• [WHAT IS EXPECTED]
Your answer is a copy of every line in the records where "fence" appears.

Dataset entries
▶

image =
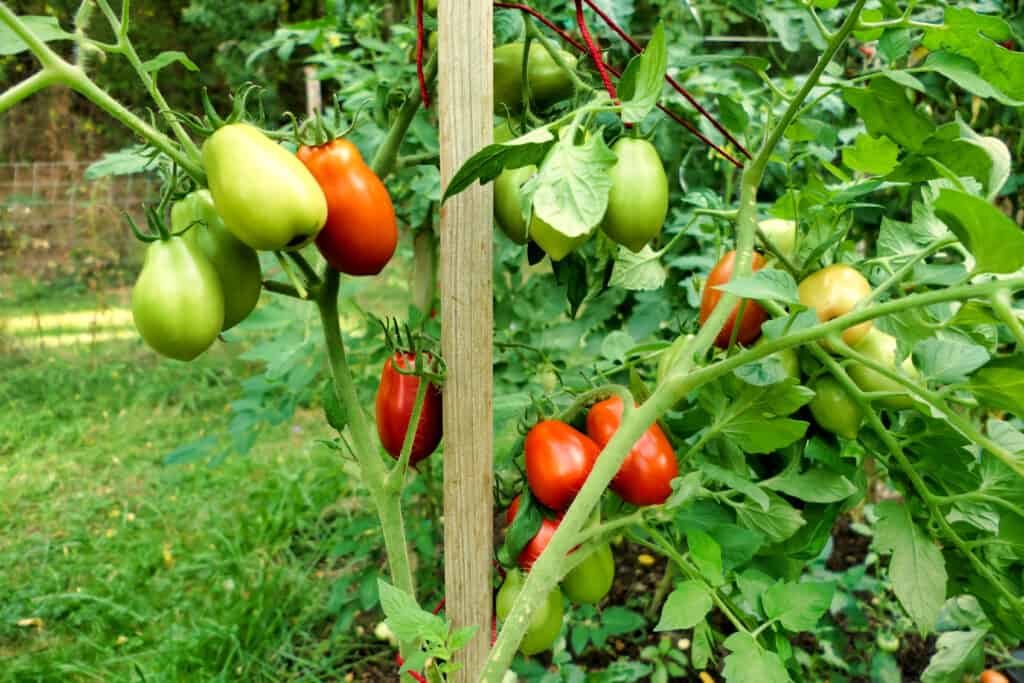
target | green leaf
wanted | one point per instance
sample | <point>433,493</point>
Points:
<point>1000,384</point>
<point>994,241</point>
<point>977,38</point>
<point>886,111</point>
<point>707,554</point>
<point>167,58</point>
<point>644,78</point>
<point>750,664</point>
<point>964,73</point>
<point>798,606</point>
<point>570,190</point>
<point>777,523</point>
<point>45,29</point>
<point>816,485</point>
<point>685,607</point>
<point>638,271</point>
<point>701,645</point>
<point>947,359</point>
<point>957,653</point>
<point>487,164</point>
<point>916,570</point>
<point>869,155</point>
<point>406,619</point>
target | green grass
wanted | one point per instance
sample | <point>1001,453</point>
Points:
<point>114,566</point>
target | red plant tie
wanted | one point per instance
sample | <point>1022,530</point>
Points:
<point>595,54</point>
<point>673,82</point>
<point>419,54</point>
<point>582,48</point>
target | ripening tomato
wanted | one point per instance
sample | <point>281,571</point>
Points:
<point>395,399</point>
<point>508,209</point>
<point>881,347</point>
<point>268,200</point>
<point>361,231</point>
<point>754,315</point>
<point>590,581</point>
<point>638,201</point>
<point>545,624</point>
<point>834,292</point>
<point>177,303</point>
<point>237,264</point>
<point>834,410</point>
<point>531,550</point>
<point>646,474</point>
<point>558,461</point>
<point>992,676</point>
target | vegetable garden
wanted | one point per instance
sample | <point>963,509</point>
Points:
<point>748,311</point>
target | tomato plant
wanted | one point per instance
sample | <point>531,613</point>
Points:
<point>395,403</point>
<point>360,233</point>
<point>275,204</point>
<point>752,315</point>
<point>645,477</point>
<point>558,461</point>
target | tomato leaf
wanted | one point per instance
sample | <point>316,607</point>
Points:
<point>977,38</point>
<point>798,606</point>
<point>750,663</point>
<point>45,29</point>
<point>167,58</point>
<point>886,111</point>
<point>869,155</point>
<point>487,164</point>
<point>643,80</point>
<point>994,241</point>
<point>570,190</point>
<point>815,485</point>
<point>707,554</point>
<point>638,271</point>
<point>686,606</point>
<point>918,569</point>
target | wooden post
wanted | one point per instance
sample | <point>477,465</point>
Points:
<point>466,105</point>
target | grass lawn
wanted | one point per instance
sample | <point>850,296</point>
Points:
<point>115,566</point>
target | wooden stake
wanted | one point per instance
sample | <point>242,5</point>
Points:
<point>466,105</point>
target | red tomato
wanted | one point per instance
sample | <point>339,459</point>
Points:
<point>558,460</point>
<point>532,550</point>
<point>361,232</point>
<point>395,399</point>
<point>646,474</point>
<point>754,315</point>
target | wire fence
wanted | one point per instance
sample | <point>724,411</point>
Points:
<point>40,194</point>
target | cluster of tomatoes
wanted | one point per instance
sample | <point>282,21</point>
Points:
<point>203,276</point>
<point>638,200</point>
<point>832,292</point>
<point>559,459</point>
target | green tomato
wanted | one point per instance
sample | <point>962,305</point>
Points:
<point>554,244</point>
<point>268,200</point>
<point>671,356</point>
<point>237,264</point>
<point>638,201</point>
<point>834,410</point>
<point>508,209</point>
<point>177,303</point>
<point>592,579</point>
<point>548,83</point>
<point>546,623</point>
<point>881,347</point>
<point>782,235</point>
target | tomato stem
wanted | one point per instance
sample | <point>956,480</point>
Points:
<point>675,84</point>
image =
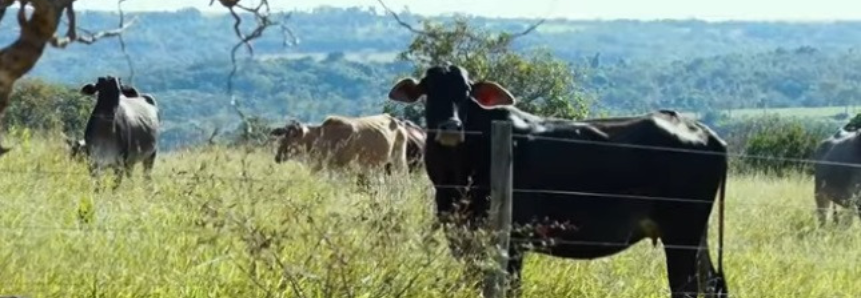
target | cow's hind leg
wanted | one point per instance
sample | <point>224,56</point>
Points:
<point>823,203</point>
<point>148,164</point>
<point>687,257</point>
<point>119,172</point>
<point>710,281</point>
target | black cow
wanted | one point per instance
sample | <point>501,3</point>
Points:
<point>835,183</point>
<point>415,143</point>
<point>122,130</point>
<point>659,194</point>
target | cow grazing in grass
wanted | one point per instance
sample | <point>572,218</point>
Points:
<point>123,128</point>
<point>415,144</point>
<point>835,182</point>
<point>571,184</point>
<point>370,142</point>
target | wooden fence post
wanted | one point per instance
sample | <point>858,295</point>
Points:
<point>500,207</point>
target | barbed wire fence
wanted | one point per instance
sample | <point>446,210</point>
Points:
<point>250,179</point>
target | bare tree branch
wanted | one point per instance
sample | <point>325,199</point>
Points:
<point>123,42</point>
<point>510,37</point>
<point>400,21</point>
<point>72,34</point>
<point>264,20</point>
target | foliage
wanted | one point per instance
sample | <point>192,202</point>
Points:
<point>219,222</point>
<point>541,83</point>
<point>43,106</point>
<point>773,140</point>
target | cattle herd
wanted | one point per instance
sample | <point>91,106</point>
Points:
<point>595,187</point>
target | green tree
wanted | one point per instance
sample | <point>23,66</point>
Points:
<point>543,84</point>
<point>42,106</point>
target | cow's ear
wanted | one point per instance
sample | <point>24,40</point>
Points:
<point>88,89</point>
<point>130,91</point>
<point>280,131</point>
<point>490,94</point>
<point>406,90</point>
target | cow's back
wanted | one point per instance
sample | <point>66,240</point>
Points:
<point>369,140</point>
<point>836,177</point>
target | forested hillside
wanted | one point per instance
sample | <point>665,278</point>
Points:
<point>344,63</point>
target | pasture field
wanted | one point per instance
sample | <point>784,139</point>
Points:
<point>222,222</point>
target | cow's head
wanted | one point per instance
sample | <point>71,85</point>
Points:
<point>108,90</point>
<point>290,137</point>
<point>448,94</point>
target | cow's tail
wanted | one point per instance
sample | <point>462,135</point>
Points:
<point>722,198</point>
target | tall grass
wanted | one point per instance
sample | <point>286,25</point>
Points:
<point>221,222</point>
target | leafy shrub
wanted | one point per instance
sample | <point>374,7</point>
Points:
<point>773,142</point>
<point>42,106</point>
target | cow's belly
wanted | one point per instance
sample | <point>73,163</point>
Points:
<point>591,227</point>
<point>105,154</point>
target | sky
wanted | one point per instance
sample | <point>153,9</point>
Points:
<point>710,10</point>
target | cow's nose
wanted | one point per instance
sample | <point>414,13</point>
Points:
<point>451,125</point>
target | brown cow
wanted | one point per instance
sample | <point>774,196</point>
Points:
<point>371,141</point>
<point>415,144</point>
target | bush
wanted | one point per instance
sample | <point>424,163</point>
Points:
<point>775,140</point>
<point>42,106</point>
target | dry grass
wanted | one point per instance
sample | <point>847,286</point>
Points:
<point>229,223</point>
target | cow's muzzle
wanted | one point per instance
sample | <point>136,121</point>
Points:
<point>450,133</point>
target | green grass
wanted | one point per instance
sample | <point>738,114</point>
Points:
<point>229,223</point>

◀

• [REPLY]
target | wire fence
target | wooden fence post
target | barbed wire fence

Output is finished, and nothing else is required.